Document:
##########

Support for competition between the two companies remains vibrant, with Sen. Carl Levin, chairman of the Senate Armed Services Committee, and Jim Clapper, director of National Intelligence, separately calling today for increased competition in the business of launching America’s national security satellites.

But Levin’s committee, in its version of the National Defense Authorization Act, did not do what SpaceX owner Elon Musk most wanted: break up the block-buy purchase of rocket cores from ULA.

After his formal Capitol Hill briefing on the NDAA this afternoon, Levin told reporters that the SASC wants “to get them [SpaceX] certified as quickly as they can so they can compete. Until they’re certified we want to be able to keep the program going and we want to get the benefit of that block-buy program, four billion bucks savings. We try to balance.”

The Air Force is spending $60 million and has 100 people working to see if SpaceX’s rockets and launch processes are reliable enough to warrant the United States risking its most expensive satellites by contracting with Musk to loft them into orbit.

The bill includes language to “ensure as much competition as possible,” the senator said.

As a sweetener, the SASC added $100 million to the bill to start development of a domestic alternative to the Russian’s RD-180, something Gen. Willie Shelton, head of Air Force Space Command, said earlier this week he personally supported. At least one Russian official, a Deputy Prime Minister, has said the Kremlin would refuse to sell more RD-180s to the United States as long as they are intended for the Pentagon.

##########

Written problem 1: In the article on launch competition, why did Levin's committee keep the block-buy program with ULA for now? Answer in one to three sentences.
The article and the listing have no connection to each other.

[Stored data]
##########

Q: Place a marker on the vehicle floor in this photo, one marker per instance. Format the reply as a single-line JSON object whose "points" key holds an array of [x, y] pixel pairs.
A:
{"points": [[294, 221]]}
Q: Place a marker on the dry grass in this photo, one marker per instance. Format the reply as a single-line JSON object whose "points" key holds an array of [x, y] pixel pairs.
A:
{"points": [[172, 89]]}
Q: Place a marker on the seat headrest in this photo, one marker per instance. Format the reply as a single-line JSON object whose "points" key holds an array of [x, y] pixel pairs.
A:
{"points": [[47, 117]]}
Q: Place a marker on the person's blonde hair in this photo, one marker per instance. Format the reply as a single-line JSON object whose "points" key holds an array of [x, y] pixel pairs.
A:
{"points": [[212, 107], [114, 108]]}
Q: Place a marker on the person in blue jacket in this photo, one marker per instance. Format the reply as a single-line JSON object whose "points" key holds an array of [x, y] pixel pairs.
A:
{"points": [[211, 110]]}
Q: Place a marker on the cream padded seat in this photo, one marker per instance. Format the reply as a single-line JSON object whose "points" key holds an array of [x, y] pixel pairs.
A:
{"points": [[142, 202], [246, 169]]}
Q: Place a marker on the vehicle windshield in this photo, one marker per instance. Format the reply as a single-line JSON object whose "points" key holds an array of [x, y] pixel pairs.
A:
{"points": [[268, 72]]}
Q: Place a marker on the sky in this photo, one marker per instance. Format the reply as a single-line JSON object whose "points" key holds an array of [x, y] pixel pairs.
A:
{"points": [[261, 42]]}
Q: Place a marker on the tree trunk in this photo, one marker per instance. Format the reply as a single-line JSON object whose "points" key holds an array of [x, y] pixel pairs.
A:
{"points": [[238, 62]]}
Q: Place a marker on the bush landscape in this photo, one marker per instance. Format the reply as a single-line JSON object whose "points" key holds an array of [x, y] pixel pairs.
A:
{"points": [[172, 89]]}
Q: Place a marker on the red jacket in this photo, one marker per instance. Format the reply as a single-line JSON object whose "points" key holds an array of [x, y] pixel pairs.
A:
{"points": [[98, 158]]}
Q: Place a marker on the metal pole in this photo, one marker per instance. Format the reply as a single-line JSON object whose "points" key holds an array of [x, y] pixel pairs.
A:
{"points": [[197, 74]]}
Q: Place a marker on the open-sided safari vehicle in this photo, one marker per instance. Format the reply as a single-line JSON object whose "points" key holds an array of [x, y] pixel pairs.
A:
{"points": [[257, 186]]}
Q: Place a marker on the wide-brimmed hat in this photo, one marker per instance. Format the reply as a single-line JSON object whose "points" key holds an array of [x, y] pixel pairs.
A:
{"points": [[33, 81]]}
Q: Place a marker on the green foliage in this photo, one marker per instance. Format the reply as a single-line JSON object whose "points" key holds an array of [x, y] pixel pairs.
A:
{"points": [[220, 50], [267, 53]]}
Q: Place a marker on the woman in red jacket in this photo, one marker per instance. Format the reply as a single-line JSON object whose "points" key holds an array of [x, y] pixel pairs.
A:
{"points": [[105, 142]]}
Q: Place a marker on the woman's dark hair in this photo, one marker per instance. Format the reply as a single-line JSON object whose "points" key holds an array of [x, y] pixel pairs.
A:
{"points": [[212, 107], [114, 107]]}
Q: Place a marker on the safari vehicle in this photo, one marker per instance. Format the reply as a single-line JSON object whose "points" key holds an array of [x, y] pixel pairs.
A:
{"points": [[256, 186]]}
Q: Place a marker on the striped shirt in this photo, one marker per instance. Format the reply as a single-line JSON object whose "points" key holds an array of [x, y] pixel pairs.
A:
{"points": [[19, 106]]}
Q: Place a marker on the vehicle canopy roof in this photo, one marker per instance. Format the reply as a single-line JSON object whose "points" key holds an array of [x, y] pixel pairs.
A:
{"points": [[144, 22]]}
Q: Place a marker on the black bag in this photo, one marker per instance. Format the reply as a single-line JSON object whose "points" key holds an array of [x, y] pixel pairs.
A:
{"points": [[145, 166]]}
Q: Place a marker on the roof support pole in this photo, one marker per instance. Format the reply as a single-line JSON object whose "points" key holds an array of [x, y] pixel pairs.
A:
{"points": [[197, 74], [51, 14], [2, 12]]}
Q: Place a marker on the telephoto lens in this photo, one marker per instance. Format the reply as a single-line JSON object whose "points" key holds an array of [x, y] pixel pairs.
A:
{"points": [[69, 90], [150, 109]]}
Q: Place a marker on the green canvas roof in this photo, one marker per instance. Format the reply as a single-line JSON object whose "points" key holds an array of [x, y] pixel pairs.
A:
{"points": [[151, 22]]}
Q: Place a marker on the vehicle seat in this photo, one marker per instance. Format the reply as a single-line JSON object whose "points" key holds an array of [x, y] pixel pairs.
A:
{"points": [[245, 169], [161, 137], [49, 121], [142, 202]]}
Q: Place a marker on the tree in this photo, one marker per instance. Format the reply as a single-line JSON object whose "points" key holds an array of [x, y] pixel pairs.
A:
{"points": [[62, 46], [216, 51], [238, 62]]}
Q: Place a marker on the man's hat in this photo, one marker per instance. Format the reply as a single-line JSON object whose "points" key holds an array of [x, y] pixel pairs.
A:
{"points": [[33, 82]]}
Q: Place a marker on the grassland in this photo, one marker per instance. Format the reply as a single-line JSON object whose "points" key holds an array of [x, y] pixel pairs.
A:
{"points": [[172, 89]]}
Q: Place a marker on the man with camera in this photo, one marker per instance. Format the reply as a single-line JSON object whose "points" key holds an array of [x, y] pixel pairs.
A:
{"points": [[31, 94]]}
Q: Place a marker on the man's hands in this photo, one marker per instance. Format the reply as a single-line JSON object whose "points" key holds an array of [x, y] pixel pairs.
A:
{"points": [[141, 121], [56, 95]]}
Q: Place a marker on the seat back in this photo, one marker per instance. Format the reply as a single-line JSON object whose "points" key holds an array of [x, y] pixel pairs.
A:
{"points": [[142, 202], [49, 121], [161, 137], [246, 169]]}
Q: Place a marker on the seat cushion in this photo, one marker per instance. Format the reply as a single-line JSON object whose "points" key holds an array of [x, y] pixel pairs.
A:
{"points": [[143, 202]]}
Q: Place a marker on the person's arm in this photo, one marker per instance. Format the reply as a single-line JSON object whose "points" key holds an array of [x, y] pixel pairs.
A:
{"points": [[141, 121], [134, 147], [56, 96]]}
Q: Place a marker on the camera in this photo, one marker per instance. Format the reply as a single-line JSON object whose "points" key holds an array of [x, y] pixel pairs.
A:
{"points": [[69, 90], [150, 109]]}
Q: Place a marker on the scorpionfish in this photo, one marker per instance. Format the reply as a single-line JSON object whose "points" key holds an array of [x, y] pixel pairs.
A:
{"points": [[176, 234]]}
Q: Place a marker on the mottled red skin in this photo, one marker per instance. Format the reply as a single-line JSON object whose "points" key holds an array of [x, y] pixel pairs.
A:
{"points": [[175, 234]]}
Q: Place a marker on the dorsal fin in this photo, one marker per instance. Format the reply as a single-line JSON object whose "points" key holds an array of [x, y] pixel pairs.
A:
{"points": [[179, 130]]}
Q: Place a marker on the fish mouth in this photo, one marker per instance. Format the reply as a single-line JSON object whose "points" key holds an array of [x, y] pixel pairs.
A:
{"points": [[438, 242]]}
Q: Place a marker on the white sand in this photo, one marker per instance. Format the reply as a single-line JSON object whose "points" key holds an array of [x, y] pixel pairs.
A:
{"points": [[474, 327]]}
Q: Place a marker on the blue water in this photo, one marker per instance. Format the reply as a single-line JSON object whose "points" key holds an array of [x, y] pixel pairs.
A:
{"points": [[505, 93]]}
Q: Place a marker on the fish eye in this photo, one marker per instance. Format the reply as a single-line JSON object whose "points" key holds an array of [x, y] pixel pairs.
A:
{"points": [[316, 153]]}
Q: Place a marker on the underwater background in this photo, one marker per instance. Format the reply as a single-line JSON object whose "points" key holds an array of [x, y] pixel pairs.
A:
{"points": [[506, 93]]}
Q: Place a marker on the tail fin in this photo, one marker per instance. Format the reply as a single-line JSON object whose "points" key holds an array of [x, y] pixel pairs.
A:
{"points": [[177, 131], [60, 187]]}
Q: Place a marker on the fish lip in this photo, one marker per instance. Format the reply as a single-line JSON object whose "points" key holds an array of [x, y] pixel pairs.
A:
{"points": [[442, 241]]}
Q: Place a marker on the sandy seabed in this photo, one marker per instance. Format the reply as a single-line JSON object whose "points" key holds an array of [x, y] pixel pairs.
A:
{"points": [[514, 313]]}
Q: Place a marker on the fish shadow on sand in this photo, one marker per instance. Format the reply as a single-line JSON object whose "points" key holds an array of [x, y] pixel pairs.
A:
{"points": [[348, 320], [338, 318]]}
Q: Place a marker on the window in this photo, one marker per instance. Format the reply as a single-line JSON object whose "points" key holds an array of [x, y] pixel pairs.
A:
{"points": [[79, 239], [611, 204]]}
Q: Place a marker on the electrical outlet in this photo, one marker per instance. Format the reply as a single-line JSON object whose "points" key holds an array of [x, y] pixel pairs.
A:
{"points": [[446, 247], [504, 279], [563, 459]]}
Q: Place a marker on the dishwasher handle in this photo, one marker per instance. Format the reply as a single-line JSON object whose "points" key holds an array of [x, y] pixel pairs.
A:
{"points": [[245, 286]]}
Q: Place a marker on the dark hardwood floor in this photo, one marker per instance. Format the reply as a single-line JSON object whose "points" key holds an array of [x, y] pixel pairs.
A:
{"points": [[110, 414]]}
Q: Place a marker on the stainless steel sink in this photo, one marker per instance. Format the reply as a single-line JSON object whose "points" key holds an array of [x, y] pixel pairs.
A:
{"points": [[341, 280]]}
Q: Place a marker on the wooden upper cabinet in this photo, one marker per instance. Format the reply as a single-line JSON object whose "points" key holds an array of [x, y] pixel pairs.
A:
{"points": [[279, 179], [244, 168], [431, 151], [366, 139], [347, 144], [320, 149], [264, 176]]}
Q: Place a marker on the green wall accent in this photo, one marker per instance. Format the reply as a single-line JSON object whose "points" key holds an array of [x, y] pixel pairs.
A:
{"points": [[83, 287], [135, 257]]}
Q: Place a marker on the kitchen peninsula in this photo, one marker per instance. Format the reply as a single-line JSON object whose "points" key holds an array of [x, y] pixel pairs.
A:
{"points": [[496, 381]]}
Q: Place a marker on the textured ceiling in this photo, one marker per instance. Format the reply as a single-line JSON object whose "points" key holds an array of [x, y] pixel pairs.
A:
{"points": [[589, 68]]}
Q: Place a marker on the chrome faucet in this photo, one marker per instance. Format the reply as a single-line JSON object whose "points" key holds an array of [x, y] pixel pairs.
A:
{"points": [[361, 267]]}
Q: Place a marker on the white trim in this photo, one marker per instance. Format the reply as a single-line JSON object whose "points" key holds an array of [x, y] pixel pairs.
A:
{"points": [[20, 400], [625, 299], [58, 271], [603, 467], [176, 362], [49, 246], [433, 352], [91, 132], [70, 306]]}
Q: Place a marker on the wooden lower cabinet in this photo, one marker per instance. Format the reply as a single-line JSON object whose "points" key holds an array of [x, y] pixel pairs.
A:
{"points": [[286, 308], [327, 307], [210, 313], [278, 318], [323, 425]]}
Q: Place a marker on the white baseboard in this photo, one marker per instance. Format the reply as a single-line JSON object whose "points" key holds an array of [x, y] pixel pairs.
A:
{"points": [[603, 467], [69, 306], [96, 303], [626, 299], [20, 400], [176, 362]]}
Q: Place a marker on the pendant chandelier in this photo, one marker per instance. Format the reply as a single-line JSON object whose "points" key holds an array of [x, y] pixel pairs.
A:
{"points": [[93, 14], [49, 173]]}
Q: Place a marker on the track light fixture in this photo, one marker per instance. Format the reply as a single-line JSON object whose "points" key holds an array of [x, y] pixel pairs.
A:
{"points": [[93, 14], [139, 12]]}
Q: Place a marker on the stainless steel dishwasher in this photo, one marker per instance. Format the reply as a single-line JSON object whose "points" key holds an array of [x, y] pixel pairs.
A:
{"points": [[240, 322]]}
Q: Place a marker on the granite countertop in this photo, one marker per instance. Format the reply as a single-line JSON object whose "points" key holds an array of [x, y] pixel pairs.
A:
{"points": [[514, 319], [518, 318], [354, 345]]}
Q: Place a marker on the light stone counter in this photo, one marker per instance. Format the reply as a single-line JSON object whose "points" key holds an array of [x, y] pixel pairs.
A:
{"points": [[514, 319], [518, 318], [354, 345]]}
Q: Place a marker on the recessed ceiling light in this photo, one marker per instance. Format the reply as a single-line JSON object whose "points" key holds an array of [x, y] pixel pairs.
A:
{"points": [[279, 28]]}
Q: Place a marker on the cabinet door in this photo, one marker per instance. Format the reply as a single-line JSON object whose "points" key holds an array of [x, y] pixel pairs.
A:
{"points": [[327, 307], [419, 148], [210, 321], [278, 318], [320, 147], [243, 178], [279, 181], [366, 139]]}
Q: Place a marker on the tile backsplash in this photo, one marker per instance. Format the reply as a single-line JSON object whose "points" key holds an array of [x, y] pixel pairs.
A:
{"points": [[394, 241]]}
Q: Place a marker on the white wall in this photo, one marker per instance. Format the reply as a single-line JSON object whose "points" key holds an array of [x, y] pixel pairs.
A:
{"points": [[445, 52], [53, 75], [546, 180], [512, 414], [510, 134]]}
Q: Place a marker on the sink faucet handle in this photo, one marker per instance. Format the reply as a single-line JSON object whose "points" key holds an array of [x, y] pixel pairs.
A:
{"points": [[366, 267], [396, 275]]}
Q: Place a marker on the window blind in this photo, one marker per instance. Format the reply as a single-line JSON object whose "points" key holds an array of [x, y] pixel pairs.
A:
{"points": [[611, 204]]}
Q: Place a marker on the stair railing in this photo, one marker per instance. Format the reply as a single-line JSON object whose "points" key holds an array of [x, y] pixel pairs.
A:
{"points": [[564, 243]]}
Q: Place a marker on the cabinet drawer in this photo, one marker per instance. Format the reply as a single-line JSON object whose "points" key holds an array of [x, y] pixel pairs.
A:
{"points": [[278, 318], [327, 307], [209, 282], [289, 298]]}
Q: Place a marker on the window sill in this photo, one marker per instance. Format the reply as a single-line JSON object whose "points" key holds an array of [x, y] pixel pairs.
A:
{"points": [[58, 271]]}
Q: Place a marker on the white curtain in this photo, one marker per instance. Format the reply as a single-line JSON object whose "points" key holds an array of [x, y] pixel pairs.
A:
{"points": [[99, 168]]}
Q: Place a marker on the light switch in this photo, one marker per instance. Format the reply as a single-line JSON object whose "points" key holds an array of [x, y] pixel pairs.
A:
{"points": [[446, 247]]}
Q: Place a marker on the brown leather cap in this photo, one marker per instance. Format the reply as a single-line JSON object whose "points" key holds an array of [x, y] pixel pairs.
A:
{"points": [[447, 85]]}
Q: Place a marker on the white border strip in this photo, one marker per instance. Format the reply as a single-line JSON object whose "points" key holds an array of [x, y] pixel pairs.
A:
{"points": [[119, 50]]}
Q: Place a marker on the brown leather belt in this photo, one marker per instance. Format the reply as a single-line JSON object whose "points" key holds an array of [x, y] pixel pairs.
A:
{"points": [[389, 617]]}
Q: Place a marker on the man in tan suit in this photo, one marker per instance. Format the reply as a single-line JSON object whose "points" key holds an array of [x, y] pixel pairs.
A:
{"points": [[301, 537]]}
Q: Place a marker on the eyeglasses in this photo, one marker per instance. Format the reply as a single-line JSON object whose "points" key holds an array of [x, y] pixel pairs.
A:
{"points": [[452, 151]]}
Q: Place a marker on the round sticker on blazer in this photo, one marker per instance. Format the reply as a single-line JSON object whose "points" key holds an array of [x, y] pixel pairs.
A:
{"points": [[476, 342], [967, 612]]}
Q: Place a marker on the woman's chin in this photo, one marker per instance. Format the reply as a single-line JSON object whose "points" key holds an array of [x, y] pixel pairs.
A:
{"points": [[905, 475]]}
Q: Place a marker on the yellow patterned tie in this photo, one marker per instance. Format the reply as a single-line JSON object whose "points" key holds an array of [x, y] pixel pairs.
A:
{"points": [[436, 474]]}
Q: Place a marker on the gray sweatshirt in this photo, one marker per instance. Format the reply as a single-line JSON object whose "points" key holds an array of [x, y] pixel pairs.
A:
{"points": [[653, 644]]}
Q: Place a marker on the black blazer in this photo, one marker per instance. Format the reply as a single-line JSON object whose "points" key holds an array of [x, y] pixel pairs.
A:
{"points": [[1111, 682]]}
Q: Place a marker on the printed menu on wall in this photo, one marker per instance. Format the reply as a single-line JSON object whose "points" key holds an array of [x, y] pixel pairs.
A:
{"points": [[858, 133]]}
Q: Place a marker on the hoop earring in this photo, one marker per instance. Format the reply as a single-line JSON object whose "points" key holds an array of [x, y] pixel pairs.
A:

##########

Written problem 2: Please count how many lines of the listing contain the word "cabinet", and give only the number.

Written response 1: Levin said that until SpaceX is certified, the committee wants to keep the program going. It also wants the benefit of the block-buy program, which he put at four billion dollars in savings.

Written response 2: 4